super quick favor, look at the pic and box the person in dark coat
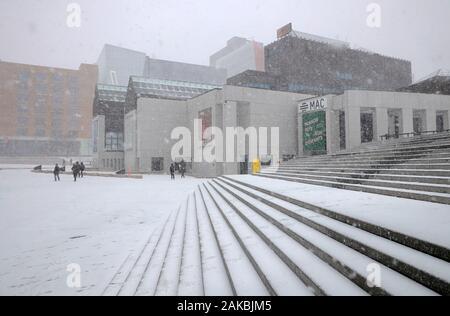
[169,163,175,180]
[53,164,60,182]
[180,159,186,178]
[75,162,81,179]
[72,163,79,182]
[80,162,85,178]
^^^^
Exercise requirements: All of the data above needs to be retyped exactly, with the pictures removed.

Solution for this task:
super quick favor, look at the pic and box the person in dark coat
[169,163,175,180]
[53,164,60,182]
[180,159,186,178]
[75,162,81,179]
[72,163,79,182]
[80,162,85,178]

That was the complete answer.